ЧТО СДЕЛАТЬ =
[1] Ответьте на вопросы по отрывку о речевых нормах:
(a) В каком журнале и в каком номере вышло эссе «Ноблесс оближ»?
(b) Кому, по мнению автора, предстоит написать исследование о Высоцком и Достоевском?
(c) Какое ударение стало позволительным?
[2] Подхватите отрывок о речевых нормах и допишите его дальше, начиная после последнего предложения.

ФРАГМЕНТ ТЕКСТА =
·····

И, конечно, двуголосое слово. Его не сразу раскусили у Достоевского. И у Высоцкого оно до сих пор многих «царапает», хотя «царапать» наше сознание входило в художественную задачу.

А в-третьих и в-главных, такое исследование (думаю, не статью, а целую книгу) призван написать кто-то из наших потомков. Мы все-таки утверждали эстетический престиж Высоцкого в критико-полемическом дискурсе. А для людей будущего он станет таким же нормальным классиком, как Достоевский. И в сравнении двух классиков не будет ничего эксцентричного.



МЕЖДУ РИГОРИЗМОМ И ЛИБЕРАЛИЗМОМ


Еще одна годовщинка. Ровно двадцать лет назад опубликовал я в «Новом мире» (1998, № 1) эссе «Ноблесс оближ. О нашем речевом поведении». Этим дело не кончилось. Потом довелось побывать лингвистическим колумнистом журнала «Новый очевидец», газеты «Вечерняя Москва», сайта «Свободная пресса». Две с лишним сотни заметок на темы языка и культуры речи. Такое даром не проходит. Что-то сдвинулось в сознании.

Так что же переменилось в жизни, в языке и во мне самом за эти двадцать лет?

Жизнь посуровела, язык разболтался, а я стал толерантнее. Те требования, которые предъявляю к самому себе, не применяю ко всем и каждому. Утопично, неразумно считать интеллигентную речь абсолютной и универсальной нормой. Не лучше ли признать ее одной из подсистем языка? А носителей этой изысканной, рафинированной речи объективно признать меньшинством.

За эти годы в речевых нормах произошли большие «подвижки» (словечко, которое в статье Л. П. Крысина «Современный русский интеллигент: попытка речевого портрета» 2001 года приводилось как неприемлемое для интеллигенции). Вот несколько примеров.

Разрешено теперь жить не только в Кратове, но и «в Кратово» (против чего так восставала Ахматова). Позволительным стало ударение «включит». Наряду с интеллигентным словом «идефикс» в нормативных словарях через запятую следует некогда считавшаяся плебейской «идея фикс» (это новшество меня особенно травмировало).

·····

ИСХОДНЫЕ ДАННЫЕ =
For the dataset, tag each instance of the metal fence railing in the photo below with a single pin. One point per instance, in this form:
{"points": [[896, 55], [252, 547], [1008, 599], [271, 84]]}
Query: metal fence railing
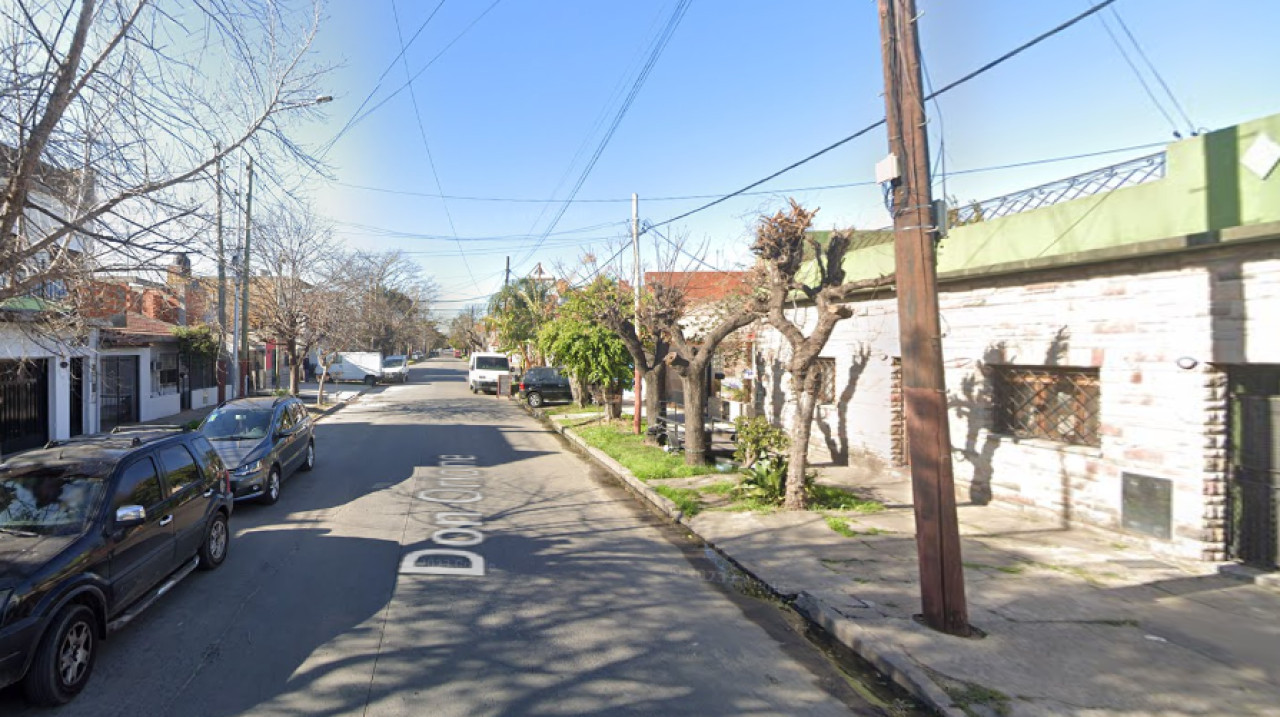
{"points": [[1095, 182]]}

·····

ОТВЕТЫ ПО ПОРЯДКУ =
[1]
(a) В «Новом мире», 1998, № 1.
(b) Кому-то из наших потомков.
(c) «Включит».

[2]
Возросла вариативность норм. Возник плюрализм в словарной сфере. Наше право — ориентироваться на консервативные словари, но, если новая норма, неприятная для нашего вкуса, зафиксирована в лингвистически либеральном словаре, вышедшем под академической эгидой, мы уже не имеем право считать ее в чужой речи ошибкой.

Когда-нибудь, сообразуясь с «узусом», продвинутые лингвисты разрешат народным массам «одевать пальто», а глагол «надеть» уйдет из языка как ненужный. Лично я за то, чтобы не торопить такого рода обновления. Но в борьбе за сохранение «чистоты» отстреливаться до последнего патрона не готов. Чему быть — того не миновать.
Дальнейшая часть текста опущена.